++++ GIVEN DATA ++++

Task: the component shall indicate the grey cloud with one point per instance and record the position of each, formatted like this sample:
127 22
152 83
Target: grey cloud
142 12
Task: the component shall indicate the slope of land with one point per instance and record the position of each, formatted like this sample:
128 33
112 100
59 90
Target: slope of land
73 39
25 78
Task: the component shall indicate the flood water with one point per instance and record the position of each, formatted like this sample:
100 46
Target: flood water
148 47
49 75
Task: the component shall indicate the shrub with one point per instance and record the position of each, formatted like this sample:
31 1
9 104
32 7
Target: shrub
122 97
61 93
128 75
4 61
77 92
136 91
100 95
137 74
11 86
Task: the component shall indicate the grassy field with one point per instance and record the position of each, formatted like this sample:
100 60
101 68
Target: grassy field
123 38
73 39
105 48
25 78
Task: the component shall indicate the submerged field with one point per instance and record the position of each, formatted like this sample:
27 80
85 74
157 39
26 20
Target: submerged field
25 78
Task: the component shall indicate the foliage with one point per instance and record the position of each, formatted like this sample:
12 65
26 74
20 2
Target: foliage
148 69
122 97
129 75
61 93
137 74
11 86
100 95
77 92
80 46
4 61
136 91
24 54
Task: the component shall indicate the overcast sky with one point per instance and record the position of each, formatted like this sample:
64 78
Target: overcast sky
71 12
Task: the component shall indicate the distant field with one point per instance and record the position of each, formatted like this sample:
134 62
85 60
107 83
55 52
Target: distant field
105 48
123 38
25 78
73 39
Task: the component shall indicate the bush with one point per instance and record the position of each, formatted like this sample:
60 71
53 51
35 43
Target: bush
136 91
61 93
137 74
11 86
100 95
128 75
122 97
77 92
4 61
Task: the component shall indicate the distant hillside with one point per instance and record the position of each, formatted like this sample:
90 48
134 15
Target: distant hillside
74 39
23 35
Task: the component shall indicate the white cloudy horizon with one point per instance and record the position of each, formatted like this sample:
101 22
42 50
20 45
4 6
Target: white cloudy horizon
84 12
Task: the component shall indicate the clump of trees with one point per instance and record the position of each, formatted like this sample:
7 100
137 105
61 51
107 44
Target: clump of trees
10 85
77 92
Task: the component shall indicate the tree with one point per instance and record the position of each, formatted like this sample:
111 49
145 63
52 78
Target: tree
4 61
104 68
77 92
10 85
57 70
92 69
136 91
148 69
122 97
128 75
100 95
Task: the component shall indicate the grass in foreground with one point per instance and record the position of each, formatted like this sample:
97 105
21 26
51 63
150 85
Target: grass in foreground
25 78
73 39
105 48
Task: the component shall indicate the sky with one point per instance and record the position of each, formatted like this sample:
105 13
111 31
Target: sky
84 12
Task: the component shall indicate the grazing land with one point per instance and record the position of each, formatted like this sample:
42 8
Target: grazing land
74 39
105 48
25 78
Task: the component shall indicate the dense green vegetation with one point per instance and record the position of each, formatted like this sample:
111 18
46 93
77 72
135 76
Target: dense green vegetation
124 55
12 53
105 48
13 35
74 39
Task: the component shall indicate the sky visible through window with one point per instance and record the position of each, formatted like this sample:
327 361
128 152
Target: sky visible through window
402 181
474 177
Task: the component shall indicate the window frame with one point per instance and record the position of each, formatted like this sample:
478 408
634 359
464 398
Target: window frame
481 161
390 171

++++

**WHAT IS EXPECTED:** Keeping every line exactly as it is, retype the entries shown above.

**RESULT BELOW:**
Task: the component shall indicate the grey cloud with one point per instance and record the position of each, formatted like this sample:
127 22
152 83
Target: grey cloud
142 12
Task: the component shall indicate the slope of land with one point per instance and record the position of each, formatted like this sample:
128 33
112 100
59 90
Target: slope of land
73 39
25 78
Task: the component shall indicate the flood water with one point per instance and record the position of each, formatted like this sample:
100 46
Target: flood water
148 47
49 75
Task: the component shall indicate the shrub with one point per instance and record the position of each, formatted like this sample:
31 1
9 104
32 7
Target: shrub
122 97
61 93
128 75
4 61
77 92
136 91
100 95
137 74
11 86
Task: the component shall indicate the grassy field with one point per instance and record the position of each, formatted like this sample:
100 60
101 68
Target: grassy field
123 38
73 39
105 48
25 78
Task: the component shall indicate the submerged field with one point per instance and record the position of each, formatted like this sample:
27 80
85 74
157 39
26 20
Target: submerged field
25 78
Task: the component shall indicate the foliage with one point per instance and record the position of each, formatted like this sample:
12 65
26 74
20 2
Target: foliage
148 69
122 97
129 75
61 93
137 74
11 86
100 95
77 92
80 46
4 61
136 91
24 54
Task: the component shall indicate the overcast sky with one point per instance and record the position of each, formatted like this sample:
64 78
Target: overcast sky
71 12
Task: the component shall indicate the distant field with one point per instance and record the position of each, formatted like this sample:
134 62
85 60
107 83
55 52
Target: distant field
105 48
123 38
25 78
73 39
Task: the component shall indicate the bush with one point per instance and record the position of each, formatted like this sample:
60 71
53 51
35 43
Target: bush
136 91
61 93
137 74
11 86
100 95
128 75
122 97
77 92
4 61
Task: the component shall indicate the distant hillside with one point per instance and record the position of each, formatted like this sample:
90 48
134 15
Target: distant hillside
74 39
23 35
Task: the component shall indicate the white cloudy horizon with one point per instance and record the position of each, formatted like this sample:
101 22
42 50
20 45
4 6
Target: white cloudy horizon
84 12
Task: the component shall indicate the clump of trees with one point per instance and record the position of each, formatted like this sample:
7 100
137 105
61 51
107 44
Target: clump of trees
10 85
77 92
Task: the component shall indicate the tree with one point per instance and record the position of each, formatted like this sample:
111 49
145 63
52 78
Target: tree
4 61
104 68
77 92
10 85
57 70
92 69
136 91
148 69
122 97
128 75
100 95
Task: the component shall indicate the grass in foreground with one point per instance and record the position of each, formatted like this sample:
97 105
21 26
51 63
150 85
Target: grass in foreground
25 78
73 39
105 48
Task: the component shall indicate the sky with one point per instance and record the position of each, formatted like this sample:
105 13
111 31
Target: sky
84 12
Task: the component shall indicate the grazing land with one point per instance and record the position of each, formatted like this sample:
42 8
Target: grazing land
74 39
105 48
25 78
Task: the component shall indicate the dense green vegetation with one point per instance and record the position of each, formatted like this sample:
111 18
46 93
77 72
135 76
Target: dense green vegetation
124 55
12 53
105 48
13 35
74 39
Task: the component shall indicate the sky visible through window with one point per instance and record the position of each, formatted like this sample:
327 361
128 152
Target: sky visible through window
402 181
474 177
Task: the component shall indicate the window frame with one point per instance and record the position of each, formatted like this sample:
478 408
634 359
464 398
Target: window frame
481 161
390 171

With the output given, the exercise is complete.